Given data Start Marker
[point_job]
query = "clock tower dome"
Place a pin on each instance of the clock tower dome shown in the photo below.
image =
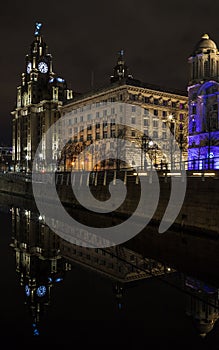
(39, 98)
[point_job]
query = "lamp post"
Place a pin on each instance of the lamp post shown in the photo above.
(27, 158)
(146, 145)
(171, 123)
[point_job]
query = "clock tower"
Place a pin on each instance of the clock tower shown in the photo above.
(39, 98)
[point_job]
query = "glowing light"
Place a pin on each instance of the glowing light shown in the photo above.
(41, 291)
(27, 290)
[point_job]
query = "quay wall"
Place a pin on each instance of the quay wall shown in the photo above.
(199, 211)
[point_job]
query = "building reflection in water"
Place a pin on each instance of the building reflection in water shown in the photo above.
(43, 258)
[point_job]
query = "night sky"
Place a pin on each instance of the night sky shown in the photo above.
(85, 36)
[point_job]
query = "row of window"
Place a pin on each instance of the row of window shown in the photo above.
(158, 101)
(113, 135)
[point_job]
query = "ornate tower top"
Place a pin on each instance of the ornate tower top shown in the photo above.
(121, 69)
(205, 45)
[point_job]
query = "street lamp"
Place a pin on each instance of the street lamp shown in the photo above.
(171, 123)
(27, 158)
(146, 145)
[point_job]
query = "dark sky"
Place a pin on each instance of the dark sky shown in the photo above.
(85, 36)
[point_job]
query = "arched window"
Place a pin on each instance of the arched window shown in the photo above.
(206, 69)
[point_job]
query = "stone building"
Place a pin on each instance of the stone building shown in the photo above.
(203, 91)
(39, 97)
(144, 115)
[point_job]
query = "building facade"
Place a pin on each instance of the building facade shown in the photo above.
(146, 125)
(39, 97)
(203, 92)
(127, 109)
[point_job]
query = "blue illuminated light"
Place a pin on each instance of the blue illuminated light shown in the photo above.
(35, 330)
(41, 291)
(27, 291)
(38, 27)
(60, 80)
(59, 279)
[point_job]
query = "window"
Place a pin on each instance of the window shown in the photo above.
(112, 133)
(193, 109)
(193, 126)
(155, 123)
(164, 135)
(146, 122)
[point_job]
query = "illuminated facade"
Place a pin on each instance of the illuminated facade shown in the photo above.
(39, 97)
(203, 92)
(97, 119)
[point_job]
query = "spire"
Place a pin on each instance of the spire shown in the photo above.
(121, 69)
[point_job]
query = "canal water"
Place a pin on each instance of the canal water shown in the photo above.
(55, 294)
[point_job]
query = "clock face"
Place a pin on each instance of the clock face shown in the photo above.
(29, 66)
(41, 291)
(43, 68)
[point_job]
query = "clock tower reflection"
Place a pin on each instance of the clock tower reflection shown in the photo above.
(38, 262)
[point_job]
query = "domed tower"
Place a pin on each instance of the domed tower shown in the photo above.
(120, 70)
(204, 61)
(39, 97)
(203, 89)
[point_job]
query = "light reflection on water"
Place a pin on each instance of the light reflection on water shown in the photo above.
(59, 293)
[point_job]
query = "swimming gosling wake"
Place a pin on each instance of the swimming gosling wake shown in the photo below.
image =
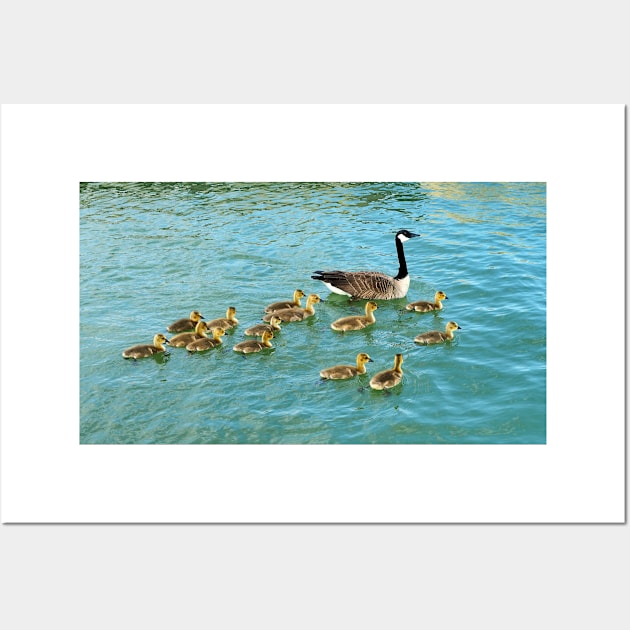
(425, 307)
(146, 350)
(338, 372)
(388, 378)
(259, 329)
(296, 314)
(437, 336)
(254, 345)
(356, 322)
(183, 339)
(227, 322)
(207, 343)
(185, 324)
(298, 294)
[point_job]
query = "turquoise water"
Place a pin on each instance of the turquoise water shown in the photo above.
(152, 252)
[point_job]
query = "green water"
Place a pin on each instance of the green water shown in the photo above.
(152, 252)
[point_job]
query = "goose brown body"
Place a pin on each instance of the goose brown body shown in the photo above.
(437, 336)
(298, 294)
(183, 339)
(227, 322)
(185, 324)
(207, 343)
(388, 378)
(254, 345)
(146, 350)
(371, 285)
(356, 322)
(425, 307)
(296, 314)
(338, 372)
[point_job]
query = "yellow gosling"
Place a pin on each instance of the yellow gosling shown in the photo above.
(298, 294)
(388, 378)
(356, 322)
(183, 339)
(437, 336)
(257, 330)
(296, 314)
(227, 322)
(146, 350)
(425, 307)
(186, 324)
(338, 372)
(254, 345)
(207, 343)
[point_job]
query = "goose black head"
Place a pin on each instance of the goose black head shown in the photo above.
(405, 235)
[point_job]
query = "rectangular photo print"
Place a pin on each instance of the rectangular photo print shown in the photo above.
(313, 313)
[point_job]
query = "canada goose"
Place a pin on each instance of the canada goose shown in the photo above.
(206, 343)
(296, 314)
(371, 285)
(183, 339)
(259, 329)
(183, 325)
(437, 336)
(255, 345)
(229, 321)
(146, 350)
(298, 294)
(388, 378)
(425, 307)
(347, 371)
(356, 322)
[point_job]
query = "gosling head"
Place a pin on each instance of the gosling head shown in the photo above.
(201, 327)
(405, 235)
(160, 340)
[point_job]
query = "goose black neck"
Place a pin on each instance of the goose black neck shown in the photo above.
(402, 270)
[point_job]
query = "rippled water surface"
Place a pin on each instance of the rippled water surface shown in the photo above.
(152, 252)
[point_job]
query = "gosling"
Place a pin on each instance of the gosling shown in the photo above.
(227, 322)
(296, 314)
(146, 350)
(298, 294)
(388, 378)
(254, 345)
(186, 324)
(259, 329)
(207, 343)
(339, 372)
(437, 336)
(356, 322)
(183, 339)
(425, 307)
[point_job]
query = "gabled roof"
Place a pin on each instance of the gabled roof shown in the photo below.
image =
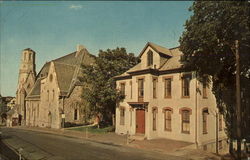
(67, 70)
(170, 63)
(159, 49)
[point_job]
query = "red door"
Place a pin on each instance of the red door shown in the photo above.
(140, 121)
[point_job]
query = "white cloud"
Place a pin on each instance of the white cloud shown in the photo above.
(75, 7)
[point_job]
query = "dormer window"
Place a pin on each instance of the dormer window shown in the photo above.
(150, 58)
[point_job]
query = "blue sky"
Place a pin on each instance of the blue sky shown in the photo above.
(54, 29)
Given data End Marker
Task item: Copy here each line of the preceding records with "gabled" in it.

Answer box:
query = "gabled roof"
Place a pin on each instance of the gabled roof shown in the photo below.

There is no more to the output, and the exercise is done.